*EXTRAIT FOURNI:*
L'essentiel est d'éviter, par le biais du cantonnement, l'empilement d'instruments complexes, qui, en 2007, représentaient en moyenne 15 % de l'activité des banques, mais jusqu'à 25 % parfois. En cas de difficulté ou d'accident, les problèmes seront plus faciles à dénouer désormais, et nous n'accumulerons pas de risques qui ne servent pas à financer l'économie. C'est un bon signe que ce pourcentage soit tombé de lui-même à la faveur de la crise, en dehors même des activités en extinction qui ne sont pas concernées. Le projet de loi se justifie amplement s'il prévient ce type d'errements.
M. Oudéa nous a tous étonnés en annonçant que les opérations pour compte propre à caractère spéculatif ne représenteraient que 1 % de son chiffre d'affaires. Selon vous, ce pourcentage atteignait-il 15 à 20 % avant la crise ?

*CONSIGNE 1:*
Recopiez le passage de l'extrait fourni qui s'ouvre sur les mots « L'essentiel est d'éviter, par » et se termine par « avant la crise ? ».
*CONSIGNE 2:*
D'après l'extrait fourni, quelle part de l'activité des banques les instruments complexes représentaient-ils en moyenne en 2007 ?

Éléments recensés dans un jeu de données
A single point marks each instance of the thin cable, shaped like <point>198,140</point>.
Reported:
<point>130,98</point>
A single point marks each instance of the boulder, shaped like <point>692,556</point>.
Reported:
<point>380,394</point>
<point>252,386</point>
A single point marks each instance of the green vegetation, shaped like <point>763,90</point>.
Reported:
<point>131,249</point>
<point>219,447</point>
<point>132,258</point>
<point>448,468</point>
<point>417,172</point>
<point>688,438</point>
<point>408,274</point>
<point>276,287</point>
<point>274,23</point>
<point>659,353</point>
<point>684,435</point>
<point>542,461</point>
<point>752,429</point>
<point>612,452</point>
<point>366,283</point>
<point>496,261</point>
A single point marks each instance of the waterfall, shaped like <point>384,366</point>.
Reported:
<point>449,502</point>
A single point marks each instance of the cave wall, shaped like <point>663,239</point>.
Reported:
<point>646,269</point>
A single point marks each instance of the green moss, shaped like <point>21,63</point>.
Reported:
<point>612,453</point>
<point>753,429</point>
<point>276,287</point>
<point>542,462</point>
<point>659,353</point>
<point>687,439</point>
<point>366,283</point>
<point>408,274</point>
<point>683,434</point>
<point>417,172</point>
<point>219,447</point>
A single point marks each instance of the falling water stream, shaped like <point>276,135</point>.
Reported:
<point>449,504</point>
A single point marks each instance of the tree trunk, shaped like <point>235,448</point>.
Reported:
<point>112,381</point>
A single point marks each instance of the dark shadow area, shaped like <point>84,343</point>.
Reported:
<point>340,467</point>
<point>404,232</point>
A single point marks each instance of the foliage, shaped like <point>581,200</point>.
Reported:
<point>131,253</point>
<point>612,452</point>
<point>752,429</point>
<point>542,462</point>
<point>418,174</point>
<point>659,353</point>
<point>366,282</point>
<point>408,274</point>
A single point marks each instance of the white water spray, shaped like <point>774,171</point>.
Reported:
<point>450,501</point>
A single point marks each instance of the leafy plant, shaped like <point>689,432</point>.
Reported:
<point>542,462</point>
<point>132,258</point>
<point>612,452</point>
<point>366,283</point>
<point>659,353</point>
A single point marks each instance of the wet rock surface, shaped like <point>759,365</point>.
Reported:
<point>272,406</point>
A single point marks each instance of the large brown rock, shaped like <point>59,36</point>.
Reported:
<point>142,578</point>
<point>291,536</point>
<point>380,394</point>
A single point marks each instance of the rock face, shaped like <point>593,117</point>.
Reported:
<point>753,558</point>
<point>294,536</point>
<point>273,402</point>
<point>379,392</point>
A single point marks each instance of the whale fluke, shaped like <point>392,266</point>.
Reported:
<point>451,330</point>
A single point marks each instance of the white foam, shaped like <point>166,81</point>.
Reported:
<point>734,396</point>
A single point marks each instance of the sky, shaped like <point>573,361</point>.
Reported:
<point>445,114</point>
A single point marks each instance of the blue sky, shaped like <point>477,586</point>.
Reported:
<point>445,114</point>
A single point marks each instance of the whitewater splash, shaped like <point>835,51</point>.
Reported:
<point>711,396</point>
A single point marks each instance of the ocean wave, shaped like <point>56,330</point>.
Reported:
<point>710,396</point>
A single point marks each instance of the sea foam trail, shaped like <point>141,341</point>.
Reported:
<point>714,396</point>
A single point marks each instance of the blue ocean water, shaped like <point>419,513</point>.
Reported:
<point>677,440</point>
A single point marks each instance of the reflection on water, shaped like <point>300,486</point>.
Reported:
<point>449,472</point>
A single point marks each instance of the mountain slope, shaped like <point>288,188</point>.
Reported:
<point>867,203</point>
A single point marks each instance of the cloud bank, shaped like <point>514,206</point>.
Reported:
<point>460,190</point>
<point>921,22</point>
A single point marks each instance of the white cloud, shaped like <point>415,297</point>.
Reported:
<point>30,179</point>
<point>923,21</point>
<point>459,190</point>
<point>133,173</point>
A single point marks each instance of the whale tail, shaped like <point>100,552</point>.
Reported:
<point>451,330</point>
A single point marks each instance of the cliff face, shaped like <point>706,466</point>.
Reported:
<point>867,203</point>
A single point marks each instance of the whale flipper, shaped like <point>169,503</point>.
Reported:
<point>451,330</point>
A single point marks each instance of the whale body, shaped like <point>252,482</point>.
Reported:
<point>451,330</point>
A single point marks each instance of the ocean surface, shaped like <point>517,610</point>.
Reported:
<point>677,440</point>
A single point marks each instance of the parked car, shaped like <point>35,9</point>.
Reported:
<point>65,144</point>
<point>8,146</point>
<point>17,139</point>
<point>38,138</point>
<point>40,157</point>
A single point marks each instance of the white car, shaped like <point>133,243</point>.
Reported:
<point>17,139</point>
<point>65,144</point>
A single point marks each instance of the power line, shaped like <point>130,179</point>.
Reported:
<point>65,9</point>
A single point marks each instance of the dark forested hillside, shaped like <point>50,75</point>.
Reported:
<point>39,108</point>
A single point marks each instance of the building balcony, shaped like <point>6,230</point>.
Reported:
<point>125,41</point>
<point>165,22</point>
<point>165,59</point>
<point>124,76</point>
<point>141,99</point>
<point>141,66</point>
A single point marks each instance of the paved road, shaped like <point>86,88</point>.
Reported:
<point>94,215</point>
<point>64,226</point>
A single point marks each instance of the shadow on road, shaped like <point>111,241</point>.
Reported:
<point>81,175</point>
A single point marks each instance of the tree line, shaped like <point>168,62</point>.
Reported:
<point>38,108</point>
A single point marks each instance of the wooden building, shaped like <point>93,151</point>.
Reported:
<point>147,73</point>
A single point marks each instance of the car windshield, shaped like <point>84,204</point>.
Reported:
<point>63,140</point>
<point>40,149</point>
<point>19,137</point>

==

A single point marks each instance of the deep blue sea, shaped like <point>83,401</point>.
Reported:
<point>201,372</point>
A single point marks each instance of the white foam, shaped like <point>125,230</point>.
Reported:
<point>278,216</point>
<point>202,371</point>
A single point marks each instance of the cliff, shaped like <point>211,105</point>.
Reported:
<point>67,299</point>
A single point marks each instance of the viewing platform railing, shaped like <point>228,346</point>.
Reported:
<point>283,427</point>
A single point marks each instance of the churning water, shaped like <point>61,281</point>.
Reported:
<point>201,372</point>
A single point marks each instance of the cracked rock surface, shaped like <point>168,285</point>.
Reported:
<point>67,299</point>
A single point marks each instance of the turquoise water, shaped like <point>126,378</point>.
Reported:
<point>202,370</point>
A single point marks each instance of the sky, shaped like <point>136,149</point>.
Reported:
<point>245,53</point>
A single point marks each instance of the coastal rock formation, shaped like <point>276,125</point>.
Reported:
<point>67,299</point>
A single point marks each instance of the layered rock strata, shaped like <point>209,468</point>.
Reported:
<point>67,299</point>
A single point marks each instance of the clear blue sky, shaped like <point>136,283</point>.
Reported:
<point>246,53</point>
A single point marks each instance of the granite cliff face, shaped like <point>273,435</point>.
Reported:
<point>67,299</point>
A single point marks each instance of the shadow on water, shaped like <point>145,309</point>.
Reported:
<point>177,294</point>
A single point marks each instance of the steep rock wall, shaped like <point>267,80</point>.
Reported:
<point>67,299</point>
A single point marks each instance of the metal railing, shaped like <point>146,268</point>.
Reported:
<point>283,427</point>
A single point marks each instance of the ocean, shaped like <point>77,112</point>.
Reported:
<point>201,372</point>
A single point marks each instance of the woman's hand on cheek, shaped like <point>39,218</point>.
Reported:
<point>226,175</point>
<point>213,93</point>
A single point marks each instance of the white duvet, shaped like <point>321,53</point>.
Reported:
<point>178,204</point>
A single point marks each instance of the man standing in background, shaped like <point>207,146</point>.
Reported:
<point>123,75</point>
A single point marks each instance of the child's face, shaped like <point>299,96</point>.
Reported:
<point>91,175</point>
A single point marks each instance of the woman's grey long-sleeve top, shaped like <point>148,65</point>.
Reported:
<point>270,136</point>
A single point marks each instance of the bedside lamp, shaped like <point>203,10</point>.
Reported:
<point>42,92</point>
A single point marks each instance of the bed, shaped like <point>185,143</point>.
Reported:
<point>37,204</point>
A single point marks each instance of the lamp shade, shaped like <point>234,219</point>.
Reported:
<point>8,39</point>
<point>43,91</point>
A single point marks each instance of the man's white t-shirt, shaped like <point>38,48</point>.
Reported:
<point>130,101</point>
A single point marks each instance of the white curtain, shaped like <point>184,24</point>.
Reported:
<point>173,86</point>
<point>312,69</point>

*RÉPONSE 1:*
L'essentiel est d'éviter, par le biais du cantonnement, l'empilement d'instruments complexes, qui, en 2007, représentaient en moyenne 15 % de l'activité des banques, mais jusqu'à 25 % parfois. En cas de difficulté ou d'accident, les problèmes seront plus faciles à dénouer désormais, et nous n'accumulerons pas de risques qui ne servent pas à financer l'économie. C'est un bon signe que ce pourcentage soit tombé de lui-même à la faveur de la crise, en dehors même des activités en extinction qui ne sont pas concernées. Le projet de loi se justifie amplement s'il prévient ce type d'errements.
M. Oudéa nous a tous étonnés en annonçant que les opérations pour compte propre à caractère spéculatif ne représenteraient que 1 % de son chiffre d'affaires. Selon vous, ce pourcentage atteignait-il 15 à 20 % avant la crise ?

*RÉPONSE 2:*
En moyenne 15 %.